Exercise brief:
Answer from the timing generation circuit description:
(a) Which signal does flip-flop 302 capture and output?
(b) Which two inputs does AND circuit 303 receive?
(c) Between which two potentials are pMOS transistor 306 and nMOS transistors 307 and 308 connected in series?

— Start Page excerpt —

FIG. 7 is an example of a circuit diagram of the timing generation circuit 211. The timing generation circuit 211 includes flip-flops 301, 302, AND circuits 303, 304, inverters 305, 309, 319, 321, 322, 324, 326, 327, pMOS transistors 306, 313, nMOS transistors 307, 308, 314, 315, a capacitive element 310, a delay circuit 311, NOR circuits 312, 317, and NAND circuits 318, 320, 323, 325.

The flip-flop 301 captures and outputs the control signal CEN based on the clock signal CLK. The control signal CEN is a control signal that controls the enable/disable of the clock signal CLK. The flip-flop 302 captures and outputs the slave drive signal SLEN based on the clock signal CLK.

The AND circuit 303 receives the clock signal CLK and the inverted output of the flip-flop 301 and outputs the result of the AND logic operation. The AND circuit 304 receives the output of the AND circuit 303 and the inverted output of the inverter 319 and outputs the result of the AND logic operation.

The inverter 305 inverts the output of the AND circuit 304 and outputs it to the gate of the pMOS transistor 306, the gate of the nMOS transistor 307, and the gate of the nMOS transistor 308.

The pMOS transistor 306 and the nMOS transistors 307, 308 are connected in series between the power supply potential (voltage Vcc level) and the ground potential (voltage Vss level). A control signal is output from the connection node between the pMOS transistor 306 and the nMOS transistor 307.

— End Page excerpt —
— Start Supplied records —

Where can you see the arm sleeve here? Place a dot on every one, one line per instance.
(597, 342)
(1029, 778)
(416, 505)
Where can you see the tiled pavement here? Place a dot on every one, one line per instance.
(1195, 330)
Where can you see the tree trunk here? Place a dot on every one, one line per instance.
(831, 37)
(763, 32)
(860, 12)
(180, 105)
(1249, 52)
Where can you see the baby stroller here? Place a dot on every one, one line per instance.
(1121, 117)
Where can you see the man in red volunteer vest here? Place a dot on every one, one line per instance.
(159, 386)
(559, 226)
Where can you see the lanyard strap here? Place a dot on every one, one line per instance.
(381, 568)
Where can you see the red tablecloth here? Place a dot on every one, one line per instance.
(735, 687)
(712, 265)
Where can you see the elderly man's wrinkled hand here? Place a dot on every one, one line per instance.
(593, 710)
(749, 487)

— End Supplied records —

Reply to the task:
(a) The slave drive signal SLEN.
(b) The clock signal CLK and the inverted output of flip-flop 301.
(c) The power supply potential (voltage Vcc level) and the ground potential (voltage Vss level).